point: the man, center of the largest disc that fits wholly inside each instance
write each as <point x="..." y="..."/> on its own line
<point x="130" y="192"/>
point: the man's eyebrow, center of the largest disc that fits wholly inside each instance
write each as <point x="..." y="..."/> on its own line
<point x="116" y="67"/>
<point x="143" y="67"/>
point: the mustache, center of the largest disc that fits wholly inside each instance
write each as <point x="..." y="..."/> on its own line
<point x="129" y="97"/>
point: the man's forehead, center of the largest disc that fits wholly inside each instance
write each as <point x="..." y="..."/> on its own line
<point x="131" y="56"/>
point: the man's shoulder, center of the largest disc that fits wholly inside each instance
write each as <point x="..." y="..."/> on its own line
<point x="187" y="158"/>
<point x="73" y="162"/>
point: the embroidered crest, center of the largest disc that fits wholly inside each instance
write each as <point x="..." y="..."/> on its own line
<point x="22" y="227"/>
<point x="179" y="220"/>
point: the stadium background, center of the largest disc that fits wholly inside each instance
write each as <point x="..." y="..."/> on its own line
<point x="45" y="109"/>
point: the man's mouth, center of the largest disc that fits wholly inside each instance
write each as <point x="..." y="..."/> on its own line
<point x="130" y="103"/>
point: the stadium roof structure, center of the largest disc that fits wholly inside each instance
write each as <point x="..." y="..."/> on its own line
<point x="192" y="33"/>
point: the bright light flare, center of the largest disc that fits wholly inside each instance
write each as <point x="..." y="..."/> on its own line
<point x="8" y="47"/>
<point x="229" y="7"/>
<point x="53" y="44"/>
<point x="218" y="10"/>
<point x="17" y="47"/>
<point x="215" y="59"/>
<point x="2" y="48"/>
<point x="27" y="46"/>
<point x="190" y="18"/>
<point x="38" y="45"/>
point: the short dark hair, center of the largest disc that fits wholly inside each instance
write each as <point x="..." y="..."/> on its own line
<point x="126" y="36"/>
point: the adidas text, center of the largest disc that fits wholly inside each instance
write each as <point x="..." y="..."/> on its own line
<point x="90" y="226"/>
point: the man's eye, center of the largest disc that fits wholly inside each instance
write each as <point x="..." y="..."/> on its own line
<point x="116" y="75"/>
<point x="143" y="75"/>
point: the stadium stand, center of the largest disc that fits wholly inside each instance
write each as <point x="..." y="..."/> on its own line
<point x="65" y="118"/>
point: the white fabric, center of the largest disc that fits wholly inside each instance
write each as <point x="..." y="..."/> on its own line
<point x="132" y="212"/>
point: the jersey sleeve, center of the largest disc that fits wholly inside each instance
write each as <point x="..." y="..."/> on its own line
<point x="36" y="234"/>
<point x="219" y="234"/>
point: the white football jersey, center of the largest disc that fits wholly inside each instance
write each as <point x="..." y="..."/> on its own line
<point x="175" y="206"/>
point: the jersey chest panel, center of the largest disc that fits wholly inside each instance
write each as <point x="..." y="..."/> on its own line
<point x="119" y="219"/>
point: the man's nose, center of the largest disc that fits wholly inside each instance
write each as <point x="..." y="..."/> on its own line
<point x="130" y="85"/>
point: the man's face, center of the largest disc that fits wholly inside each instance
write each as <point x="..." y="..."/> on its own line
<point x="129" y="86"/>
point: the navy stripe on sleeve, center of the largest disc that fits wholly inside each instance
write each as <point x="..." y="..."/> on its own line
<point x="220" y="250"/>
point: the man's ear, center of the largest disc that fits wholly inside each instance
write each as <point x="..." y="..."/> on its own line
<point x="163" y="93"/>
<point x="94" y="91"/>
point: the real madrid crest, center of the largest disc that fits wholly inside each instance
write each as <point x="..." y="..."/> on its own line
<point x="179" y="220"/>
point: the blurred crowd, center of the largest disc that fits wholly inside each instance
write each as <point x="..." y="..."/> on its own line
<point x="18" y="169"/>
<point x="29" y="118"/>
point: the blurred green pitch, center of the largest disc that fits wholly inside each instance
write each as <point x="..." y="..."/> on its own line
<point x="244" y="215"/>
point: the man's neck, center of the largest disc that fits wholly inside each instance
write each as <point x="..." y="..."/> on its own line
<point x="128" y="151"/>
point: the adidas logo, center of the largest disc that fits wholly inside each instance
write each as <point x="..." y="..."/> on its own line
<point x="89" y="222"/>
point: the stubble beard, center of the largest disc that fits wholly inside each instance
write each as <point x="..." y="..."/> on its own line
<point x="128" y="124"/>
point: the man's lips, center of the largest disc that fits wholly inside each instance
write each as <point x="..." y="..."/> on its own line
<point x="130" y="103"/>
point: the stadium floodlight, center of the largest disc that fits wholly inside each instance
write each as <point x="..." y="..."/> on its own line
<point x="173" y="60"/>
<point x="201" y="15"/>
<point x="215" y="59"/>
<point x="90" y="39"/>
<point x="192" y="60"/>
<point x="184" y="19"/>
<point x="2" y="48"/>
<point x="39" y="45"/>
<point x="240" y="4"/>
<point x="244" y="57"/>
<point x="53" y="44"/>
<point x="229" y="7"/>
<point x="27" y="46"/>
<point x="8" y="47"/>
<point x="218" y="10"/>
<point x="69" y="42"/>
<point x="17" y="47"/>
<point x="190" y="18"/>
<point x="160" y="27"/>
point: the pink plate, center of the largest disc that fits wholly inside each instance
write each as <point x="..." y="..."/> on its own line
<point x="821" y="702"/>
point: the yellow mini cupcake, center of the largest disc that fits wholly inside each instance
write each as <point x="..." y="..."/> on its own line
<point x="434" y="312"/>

▶ **Do this**
Please quote every line of the records above word for word, keeping their order.

▶ **Solution**
point: the man, center of the largest disc that fits wholly inside each instance
write each as <point x="..." y="..."/> on its own line
<point x="130" y="192"/>
point: the man's eyebrow, center of the largest disc that fits wholly inside each instance
write each as <point x="..." y="..."/> on its own line
<point x="116" y="67"/>
<point x="143" y="67"/>
point: the mustache, center of the largest disc that fits wholly inside each instance
write each as <point x="..." y="..."/> on its own line
<point x="129" y="97"/>
point: the man's forehead, center of the largest disc that fits wholly inside each instance
write each as <point x="..." y="..."/> on its own line
<point x="131" y="56"/>
point: the man's shoulder, center of the largest disc that fits wholly inside each instance
write each as <point x="..." y="..."/> on its own line
<point x="187" y="158"/>
<point x="73" y="162"/>
point: the embroidered crest, center of the largest disc that fits wholly inside each instance
write each as <point x="..." y="..."/> on its own line
<point x="22" y="227"/>
<point x="179" y="220"/>
point: the stadium background, center of the largest disc that fits wholly inside each instance
write each as <point x="..." y="..."/> on its own line
<point x="45" y="109"/>
point: the man's mouth, center of the largest disc that fits wholly inside each instance
write each as <point x="..." y="..."/> on its own line
<point x="130" y="103"/>
point: the stadium roof structure, center of the largest disc that fits wholly inside each instance
write each as <point x="..." y="..."/> on its own line
<point x="192" y="33"/>
point: the bright light flare, center of the largest disc that fits wholly inside each instance
write each as <point x="..." y="..."/> on its own line
<point x="8" y="47"/>
<point x="229" y="7"/>
<point x="53" y="44"/>
<point x="218" y="10"/>
<point x="17" y="47"/>
<point x="215" y="59"/>
<point x="2" y="48"/>
<point x="27" y="46"/>
<point x="190" y="18"/>
<point x="38" y="45"/>
point: the short dark hair, center of the largest disc that fits wholly inside each instance
write each as <point x="..." y="..."/> on its own line
<point x="126" y="36"/>
point: the adidas text, center of the largest disc that fits wholly inside each instance
write each as <point x="..." y="..."/> on its own line
<point x="90" y="226"/>
point: the man's eye, center of the largest disc that fits wholly inside each instance
write each as <point x="..." y="..."/> on its own line
<point x="116" y="75"/>
<point x="143" y="75"/>
point: the stadium stand, center of the largest disc that fits wholly inside each instance
write each as <point x="..." y="..."/> on its own line
<point x="65" y="118"/>
point: the white fabric, center of the largest disc that fits wholly inside each instance
write each as <point x="..." y="..."/> on its own line
<point x="132" y="212"/>
point: the jersey sleeve, center of the largest disc that fits wholly inside each instance
write each as <point x="..." y="..."/> on its own line
<point x="36" y="234"/>
<point x="219" y="234"/>
point: the white football jersey, center of the largest disc that fits wholly inside each instance
write each as <point x="..." y="..."/> on its own line
<point x="175" y="206"/>
point: the jersey chest panel, center of the largest disc that fits wholly inside each instance
write each as <point x="..." y="..."/> on its own line
<point x="119" y="219"/>
point: the man's nose, center of the largest disc that fits wholly inside each instance
write each as <point x="..." y="..."/> on its own line
<point x="130" y="85"/>
point: the man's face, center of the largest disc that fits wholly inside each instance
write each as <point x="..." y="..."/> on its own line
<point x="129" y="86"/>
point: the navy stripe on sleeve, center of the largest disc that fits wholly inside each instance
write each as <point x="..." y="..."/> on its own line
<point x="220" y="250"/>
point: the man's ear, center of the largest disc that fits wholly inside each instance
write each as <point x="..." y="..."/> on its own line
<point x="163" y="93"/>
<point x="94" y="91"/>
point: the real madrid crest, center of the largest disc that fits wholly inside each instance
write each as <point x="..." y="..."/> on its own line
<point x="179" y="220"/>
point: the blurred crowd, center of the largest disc that fits wholly inside each instance
write each as <point x="..." y="..."/> on its own line
<point x="18" y="169"/>
<point x="29" y="118"/>
point: the blurred green pitch, center of the largest disc that fits wholly inside each instance
write each as <point x="..." y="..."/> on its own line
<point x="244" y="215"/>
point: the man's neck, center of the largest disc that fits wholly inside each instance
write each as <point x="..." y="..."/> on its own line
<point x="128" y="151"/>
point: the adidas logo, center of the largest disc that fits wholly inside each instance
write each as <point x="..." y="..."/> on its own line
<point x="89" y="222"/>
point: the stubble beard, center of the largest disc that fits wholly inside each instance
write each as <point x="..." y="..."/> on its own line
<point x="128" y="124"/>
point: the man's lips, center of the largest disc that fits wholly inside each instance
write each as <point x="..." y="..."/> on its own line
<point x="130" y="103"/>
point: the stadium floodlight, center of the largest disc that fits wholly inside each instance
write each as <point x="..." y="..."/> on its own line
<point x="173" y="60"/>
<point x="201" y="15"/>
<point x="215" y="59"/>
<point x="90" y="39"/>
<point x="192" y="60"/>
<point x="184" y="19"/>
<point x="2" y="48"/>
<point x="39" y="45"/>
<point x="240" y="4"/>
<point x="244" y="57"/>
<point x="53" y="44"/>
<point x="229" y="7"/>
<point x="27" y="46"/>
<point x="8" y="47"/>
<point x="218" y="10"/>
<point x="69" y="42"/>
<point x="17" y="47"/>
<point x="190" y="18"/>
<point x="160" y="27"/>
point: the pink plate, center of the largest disc that fits wholly inside each instance
write each as <point x="..." y="..."/> on its own line
<point x="821" y="702"/>
point: the yellow mini cupcake, center of the largest disc that fits wholly inside each instance
write each as <point x="..." y="..."/> on its own line
<point x="434" y="312"/>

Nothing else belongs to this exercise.